__Exercise__:
Go over the data below and say how many lines hold the word "instance". Only the number is needed.

··· Excerpted data ···

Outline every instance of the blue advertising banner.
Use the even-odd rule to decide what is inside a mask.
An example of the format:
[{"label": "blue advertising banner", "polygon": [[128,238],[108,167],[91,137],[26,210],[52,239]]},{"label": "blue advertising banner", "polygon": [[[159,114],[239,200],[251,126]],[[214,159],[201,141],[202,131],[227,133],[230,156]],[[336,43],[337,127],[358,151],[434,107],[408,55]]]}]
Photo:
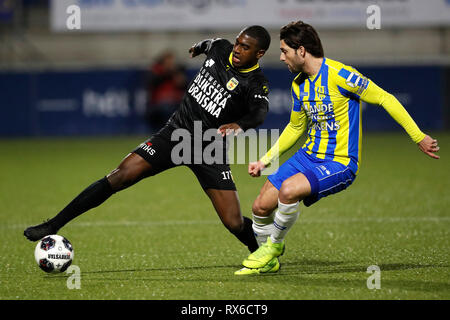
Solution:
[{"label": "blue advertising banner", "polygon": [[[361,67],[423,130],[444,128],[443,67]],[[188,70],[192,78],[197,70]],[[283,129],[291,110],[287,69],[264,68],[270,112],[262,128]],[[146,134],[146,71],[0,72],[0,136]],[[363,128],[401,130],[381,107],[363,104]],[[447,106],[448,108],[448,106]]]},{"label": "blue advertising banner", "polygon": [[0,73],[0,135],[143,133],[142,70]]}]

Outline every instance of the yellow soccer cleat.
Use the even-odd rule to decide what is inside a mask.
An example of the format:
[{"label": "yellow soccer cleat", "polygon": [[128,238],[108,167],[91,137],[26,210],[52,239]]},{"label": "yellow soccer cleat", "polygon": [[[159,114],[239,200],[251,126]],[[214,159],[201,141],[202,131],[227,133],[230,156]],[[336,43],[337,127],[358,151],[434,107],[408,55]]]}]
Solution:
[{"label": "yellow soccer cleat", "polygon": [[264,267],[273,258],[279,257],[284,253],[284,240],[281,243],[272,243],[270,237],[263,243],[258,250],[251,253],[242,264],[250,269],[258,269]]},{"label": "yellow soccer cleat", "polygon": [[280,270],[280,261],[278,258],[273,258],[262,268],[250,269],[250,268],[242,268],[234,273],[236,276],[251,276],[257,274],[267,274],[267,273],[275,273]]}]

···
··· Excerpted data ···

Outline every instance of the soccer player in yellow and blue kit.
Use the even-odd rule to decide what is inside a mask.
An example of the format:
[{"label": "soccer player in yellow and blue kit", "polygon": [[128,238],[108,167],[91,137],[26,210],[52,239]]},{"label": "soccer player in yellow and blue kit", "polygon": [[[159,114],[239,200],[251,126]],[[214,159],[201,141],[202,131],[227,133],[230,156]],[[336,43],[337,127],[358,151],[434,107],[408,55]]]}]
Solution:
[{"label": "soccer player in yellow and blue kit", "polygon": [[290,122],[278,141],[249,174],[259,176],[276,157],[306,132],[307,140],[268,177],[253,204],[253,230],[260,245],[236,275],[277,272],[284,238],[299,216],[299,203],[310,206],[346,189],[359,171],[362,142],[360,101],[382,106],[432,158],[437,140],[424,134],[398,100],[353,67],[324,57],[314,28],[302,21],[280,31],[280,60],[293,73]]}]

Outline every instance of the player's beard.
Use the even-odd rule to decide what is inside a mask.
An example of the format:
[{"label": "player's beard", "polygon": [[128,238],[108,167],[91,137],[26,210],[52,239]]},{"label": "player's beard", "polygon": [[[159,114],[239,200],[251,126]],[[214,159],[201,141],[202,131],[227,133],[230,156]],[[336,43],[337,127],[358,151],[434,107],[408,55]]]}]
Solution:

···

__Response__:
4